**Entries**

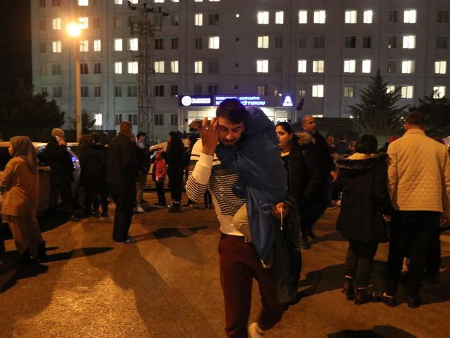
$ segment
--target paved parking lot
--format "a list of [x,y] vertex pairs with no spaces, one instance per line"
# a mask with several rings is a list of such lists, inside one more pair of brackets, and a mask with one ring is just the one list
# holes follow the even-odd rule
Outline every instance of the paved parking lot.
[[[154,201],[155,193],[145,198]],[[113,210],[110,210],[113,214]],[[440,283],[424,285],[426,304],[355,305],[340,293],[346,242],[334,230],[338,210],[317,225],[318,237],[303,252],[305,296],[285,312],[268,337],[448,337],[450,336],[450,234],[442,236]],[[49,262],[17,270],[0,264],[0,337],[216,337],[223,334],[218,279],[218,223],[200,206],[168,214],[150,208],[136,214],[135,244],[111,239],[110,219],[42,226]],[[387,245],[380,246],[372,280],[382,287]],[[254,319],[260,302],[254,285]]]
...
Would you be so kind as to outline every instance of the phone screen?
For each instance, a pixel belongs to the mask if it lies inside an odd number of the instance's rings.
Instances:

**Goal**
Display all lines of the entries above that contain the string "every". Matching is case-sensitive.

**Expected output**
Outline every instance of the paved parking lot.
Would you be so kind as to outline every instance of the phone screen?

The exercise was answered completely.